[WHAT IS REQUIRED]
What you return must match the data exactly, line for line.

*** PROVIDED ENTRIES ***

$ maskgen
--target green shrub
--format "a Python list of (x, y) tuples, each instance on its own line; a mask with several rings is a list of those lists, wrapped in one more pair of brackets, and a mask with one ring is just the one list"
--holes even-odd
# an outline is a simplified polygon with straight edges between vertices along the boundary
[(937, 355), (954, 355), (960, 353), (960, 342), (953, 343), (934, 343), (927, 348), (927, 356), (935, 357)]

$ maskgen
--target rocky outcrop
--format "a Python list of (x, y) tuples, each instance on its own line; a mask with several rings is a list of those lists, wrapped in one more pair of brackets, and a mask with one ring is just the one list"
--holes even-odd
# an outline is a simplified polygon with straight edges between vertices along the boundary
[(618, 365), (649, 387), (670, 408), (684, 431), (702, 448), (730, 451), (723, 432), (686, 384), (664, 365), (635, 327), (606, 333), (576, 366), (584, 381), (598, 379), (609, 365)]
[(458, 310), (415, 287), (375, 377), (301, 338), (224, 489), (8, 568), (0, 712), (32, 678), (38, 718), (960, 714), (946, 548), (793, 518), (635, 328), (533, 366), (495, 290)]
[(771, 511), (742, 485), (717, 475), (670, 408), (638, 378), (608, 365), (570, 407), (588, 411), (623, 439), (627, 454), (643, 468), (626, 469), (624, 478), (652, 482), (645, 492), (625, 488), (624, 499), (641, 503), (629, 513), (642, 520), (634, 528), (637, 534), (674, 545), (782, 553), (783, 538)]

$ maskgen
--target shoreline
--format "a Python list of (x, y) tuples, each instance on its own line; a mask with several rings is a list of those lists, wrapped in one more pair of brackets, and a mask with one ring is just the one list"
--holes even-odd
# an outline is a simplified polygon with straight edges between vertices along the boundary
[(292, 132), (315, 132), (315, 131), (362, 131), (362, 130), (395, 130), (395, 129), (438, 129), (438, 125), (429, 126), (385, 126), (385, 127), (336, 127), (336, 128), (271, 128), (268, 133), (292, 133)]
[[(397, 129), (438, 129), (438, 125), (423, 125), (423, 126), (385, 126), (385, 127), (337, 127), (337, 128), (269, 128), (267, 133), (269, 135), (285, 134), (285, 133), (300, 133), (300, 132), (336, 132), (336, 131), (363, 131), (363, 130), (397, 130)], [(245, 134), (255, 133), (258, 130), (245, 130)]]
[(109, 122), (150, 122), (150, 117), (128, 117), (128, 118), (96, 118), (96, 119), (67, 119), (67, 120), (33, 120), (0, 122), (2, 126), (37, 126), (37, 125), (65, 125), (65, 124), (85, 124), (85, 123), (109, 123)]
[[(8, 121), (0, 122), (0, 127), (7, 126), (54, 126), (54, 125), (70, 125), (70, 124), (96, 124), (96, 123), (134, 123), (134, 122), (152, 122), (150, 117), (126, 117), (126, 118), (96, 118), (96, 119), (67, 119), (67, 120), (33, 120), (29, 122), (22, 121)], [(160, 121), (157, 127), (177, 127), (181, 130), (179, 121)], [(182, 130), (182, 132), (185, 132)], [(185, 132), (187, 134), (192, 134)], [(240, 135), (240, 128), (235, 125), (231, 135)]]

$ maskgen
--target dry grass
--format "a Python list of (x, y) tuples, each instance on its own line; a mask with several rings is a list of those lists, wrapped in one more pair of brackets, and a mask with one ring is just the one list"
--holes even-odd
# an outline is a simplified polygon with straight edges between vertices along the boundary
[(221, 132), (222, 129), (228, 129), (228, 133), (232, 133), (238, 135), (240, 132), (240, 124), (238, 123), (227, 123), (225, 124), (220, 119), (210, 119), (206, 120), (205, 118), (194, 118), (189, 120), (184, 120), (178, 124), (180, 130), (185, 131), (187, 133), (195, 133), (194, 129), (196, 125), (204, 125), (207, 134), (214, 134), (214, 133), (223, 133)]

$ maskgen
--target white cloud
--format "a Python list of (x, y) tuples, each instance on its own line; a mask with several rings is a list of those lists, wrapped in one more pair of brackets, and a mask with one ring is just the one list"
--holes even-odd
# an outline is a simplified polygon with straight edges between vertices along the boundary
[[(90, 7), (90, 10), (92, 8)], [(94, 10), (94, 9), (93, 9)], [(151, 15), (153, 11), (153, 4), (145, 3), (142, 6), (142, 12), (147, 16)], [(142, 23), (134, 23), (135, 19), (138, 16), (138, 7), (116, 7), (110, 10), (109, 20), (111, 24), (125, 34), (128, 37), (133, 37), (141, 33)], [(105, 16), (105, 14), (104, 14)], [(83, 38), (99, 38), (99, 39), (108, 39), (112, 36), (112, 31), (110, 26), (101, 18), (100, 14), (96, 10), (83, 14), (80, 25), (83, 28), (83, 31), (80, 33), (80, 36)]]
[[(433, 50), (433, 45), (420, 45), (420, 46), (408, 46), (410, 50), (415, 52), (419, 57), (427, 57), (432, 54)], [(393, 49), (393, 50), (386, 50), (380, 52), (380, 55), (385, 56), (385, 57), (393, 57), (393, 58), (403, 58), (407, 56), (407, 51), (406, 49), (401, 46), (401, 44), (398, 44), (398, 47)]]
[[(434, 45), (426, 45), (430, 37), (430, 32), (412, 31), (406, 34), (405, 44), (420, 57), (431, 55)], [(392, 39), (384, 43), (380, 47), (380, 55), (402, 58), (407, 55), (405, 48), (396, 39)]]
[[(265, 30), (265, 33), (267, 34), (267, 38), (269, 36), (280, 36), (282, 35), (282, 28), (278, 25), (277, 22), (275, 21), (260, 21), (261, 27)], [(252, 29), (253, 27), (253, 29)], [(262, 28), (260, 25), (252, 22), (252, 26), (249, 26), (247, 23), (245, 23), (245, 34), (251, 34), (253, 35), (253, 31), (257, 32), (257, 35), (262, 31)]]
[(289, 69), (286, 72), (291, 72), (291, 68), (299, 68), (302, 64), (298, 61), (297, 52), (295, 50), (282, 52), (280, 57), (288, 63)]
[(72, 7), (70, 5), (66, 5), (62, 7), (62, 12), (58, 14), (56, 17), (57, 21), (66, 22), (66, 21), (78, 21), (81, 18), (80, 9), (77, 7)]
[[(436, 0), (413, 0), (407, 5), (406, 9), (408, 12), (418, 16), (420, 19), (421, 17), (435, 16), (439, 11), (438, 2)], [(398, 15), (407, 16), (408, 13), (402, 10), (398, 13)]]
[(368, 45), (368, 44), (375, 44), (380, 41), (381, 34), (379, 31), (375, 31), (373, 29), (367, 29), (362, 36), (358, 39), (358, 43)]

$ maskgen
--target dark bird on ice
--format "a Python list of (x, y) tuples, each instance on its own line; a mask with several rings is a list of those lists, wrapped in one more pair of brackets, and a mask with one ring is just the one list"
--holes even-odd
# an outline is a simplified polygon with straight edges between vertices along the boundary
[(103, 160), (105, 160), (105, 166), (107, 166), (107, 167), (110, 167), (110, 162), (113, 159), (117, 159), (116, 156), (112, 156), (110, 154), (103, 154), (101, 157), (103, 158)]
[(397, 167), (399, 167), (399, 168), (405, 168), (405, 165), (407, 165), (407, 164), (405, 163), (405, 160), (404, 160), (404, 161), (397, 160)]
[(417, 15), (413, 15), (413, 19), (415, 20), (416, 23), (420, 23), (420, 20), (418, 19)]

*** End of PROVIDED ENTRIES ***

[REPLY TO THE TASK]
$ maskgen
--target green shrub
--format "a Python list of (x, y) tuples, each instance on its own line; a mask with several rings is a list of those lists, wrapped in one more pair of brackets, and a mask with one ring is just the one list"
--holes even-odd
# an outline is a simplified polygon with straight edges between vertices along the boundary
[(937, 355), (954, 355), (960, 353), (960, 342), (953, 343), (934, 343), (927, 348), (927, 356), (935, 357)]

$ maskgen
--target rocky outcrop
--format "a Python list of (x, y) tuples, each instance on its own line; a mask with several rings is a list of those lists, wrapped in one more pair of brackets, and a mask with one ring is just the one list"
--holes even-odd
# an outline is a simplified polygon with straight edges between vertices along the boundary
[(618, 365), (649, 387), (670, 408), (684, 431), (702, 448), (730, 451), (723, 432), (686, 384), (664, 365), (635, 327), (606, 333), (576, 366), (584, 381), (598, 379), (609, 365)]
[(458, 310), (415, 287), (375, 377), (301, 338), (224, 489), (8, 568), (0, 712), (32, 678), (38, 718), (960, 714), (946, 548), (793, 518), (635, 328), (533, 366), (495, 290)]
[(771, 511), (742, 485), (717, 475), (670, 408), (638, 378), (608, 365), (570, 407), (588, 411), (623, 439), (627, 454), (643, 468), (626, 469), (624, 478), (652, 482), (645, 492), (625, 488), (624, 499), (641, 503), (629, 513), (642, 520), (634, 528), (637, 534), (674, 545), (782, 553), (783, 538)]

$ maskgen
--target shoreline
--format "a Python list of (x, y) tuples, each instance on its own line; a mask with several rings is a list of those lists, wrapped in one more pair of brackets, and a mask with one ring is just the one list"
--holes even-odd
# an outline is a simplified polygon with straight edges between vertices along the boundary
[(292, 132), (315, 132), (315, 131), (362, 131), (362, 130), (395, 130), (395, 129), (438, 129), (438, 125), (429, 126), (385, 126), (385, 127), (336, 127), (336, 128), (271, 128), (268, 133), (292, 133)]
[[(397, 129), (438, 129), (438, 125), (423, 125), (423, 126), (385, 126), (385, 127), (337, 127), (337, 128), (269, 128), (267, 133), (269, 135), (285, 134), (285, 133), (300, 133), (300, 132), (336, 132), (336, 131), (363, 131), (363, 130), (397, 130)], [(245, 134), (255, 133), (258, 130), (245, 130)]]
[(109, 122), (150, 122), (150, 117), (128, 117), (128, 118), (96, 118), (96, 119), (67, 119), (67, 120), (33, 120), (0, 122), (2, 126), (37, 126), (37, 125), (65, 125), (65, 124), (85, 124), (85, 123), (109, 123)]
[[(8, 121), (0, 122), (0, 127), (7, 126), (54, 126), (54, 125), (70, 125), (70, 124), (96, 124), (96, 123), (134, 123), (134, 122), (152, 122), (150, 117), (126, 117), (126, 118), (96, 118), (96, 119), (67, 119), (67, 120), (33, 120), (29, 122), (22, 121)], [(160, 121), (157, 127), (177, 127), (181, 130), (179, 121)], [(182, 130), (182, 132), (185, 132)], [(185, 132), (187, 134), (192, 134)], [(240, 135), (240, 128), (235, 125), (231, 135)]]

$ maskgen
--target dry grass
--format "a Python list of (x, y) tuples, each instance on its own line; a mask with several rings is a list of those lists, wrapped in one more pair of brackets, and a mask with one ring is just the one list"
--holes even-odd
# an outline is a simplified polygon with straight edges between vertices along the boundary
[(221, 132), (222, 129), (228, 129), (228, 133), (232, 133), (238, 135), (240, 132), (240, 124), (238, 123), (227, 123), (225, 124), (220, 119), (210, 119), (206, 120), (205, 118), (194, 118), (189, 120), (184, 120), (178, 124), (180, 130), (185, 131), (187, 133), (195, 133), (194, 129), (196, 125), (204, 125), (207, 134), (214, 134), (214, 133), (223, 133)]

$ maskgen
--target white cloud
--format "a Python list of (x, y) tuples, each instance on its own line; a mask with several rings is a list of those lists, wrapped in one more pair of brackets, and a mask with one ring is just the one list"
--holes even-odd
# an outline is a simplified polygon with straight edges between vertices along the boundary
[[(90, 7), (90, 10), (92, 8)], [(94, 10), (94, 9), (93, 9)], [(151, 15), (153, 11), (153, 4), (145, 3), (142, 6), (142, 12), (147, 16)], [(142, 23), (134, 23), (135, 19), (138, 16), (138, 7), (116, 7), (110, 10), (109, 20), (111, 24), (125, 34), (128, 37), (133, 37), (141, 33)], [(105, 16), (105, 14), (104, 14)], [(83, 38), (99, 38), (99, 39), (108, 39), (112, 36), (112, 31), (110, 26), (101, 18), (100, 14), (96, 10), (83, 14), (80, 25), (83, 28), (83, 31), (80, 33), (80, 36)]]
[[(433, 50), (433, 45), (420, 45), (420, 46), (408, 46), (410, 50), (415, 52), (419, 57), (427, 57), (432, 54)], [(393, 49), (393, 50), (386, 50), (380, 52), (380, 55), (385, 56), (385, 57), (393, 57), (393, 58), (403, 58), (407, 56), (407, 51), (406, 49), (401, 46), (401, 44), (398, 44), (398, 47)]]
[[(434, 45), (426, 45), (430, 37), (430, 32), (412, 31), (406, 34), (405, 44), (420, 57), (431, 55)], [(392, 39), (384, 43), (380, 47), (380, 55), (402, 58), (407, 55), (405, 48), (396, 39)]]
[[(265, 30), (265, 33), (267, 34), (267, 38), (269, 36), (280, 36), (282, 35), (282, 28), (278, 25), (277, 22), (275, 21), (260, 21), (261, 27)], [(252, 29), (253, 27), (253, 29)], [(262, 28), (260, 25), (252, 22), (252, 26), (249, 26), (247, 23), (245, 23), (245, 34), (251, 34), (253, 35), (253, 31), (257, 32), (257, 35), (262, 31)]]
[(289, 69), (286, 72), (291, 72), (291, 68), (299, 68), (302, 64), (298, 61), (297, 52), (295, 50), (282, 52), (280, 57), (288, 63)]
[(72, 7), (70, 5), (66, 5), (62, 7), (62, 12), (58, 14), (56, 17), (57, 21), (66, 22), (66, 21), (78, 21), (81, 18), (80, 9), (77, 7)]
[[(436, 0), (413, 0), (407, 5), (406, 9), (408, 12), (418, 16), (420, 19), (421, 17), (435, 16), (439, 11), (438, 2)], [(398, 15), (407, 16), (408, 13), (402, 10), (398, 13)]]
[(368, 45), (368, 44), (375, 44), (380, 41), (381, 34), (379, 31), (375, 31), (373, 29), (367, 29), (362, 36), (358, 39), (358, 43)]

$ maskgen
--target dark bird on ice
--format "a Python list of (x, y) tuples, each instance on its own line; a mask with several rings is a list of those lists, wrapped in one more pair of brackets, and a mask with one ring is just the one list"
--holes even-odd
# an outline is a simplified polygon with straight edges between vertices along the boundary
[(103, 160), (105, 160), (105, 166), (107, 166), (107, 167), (110, 167), (110, 162), (113, 159), (117, 159), (116, 156), (112, 156), (110, 154), (103, 154), (101, 157), (103, 158)]
[(397, 167), (399, 167), (399, 168), (405, 168), (405, 165), (407, 165), (407, 164), (405, 163), (405, 160), (404, 160), (404, 161), (397, 160)]
[(417, 15), (413, 15), (413, 19), (415, 20), (416, 23), (420, 23), (420, 20), (418, 19)]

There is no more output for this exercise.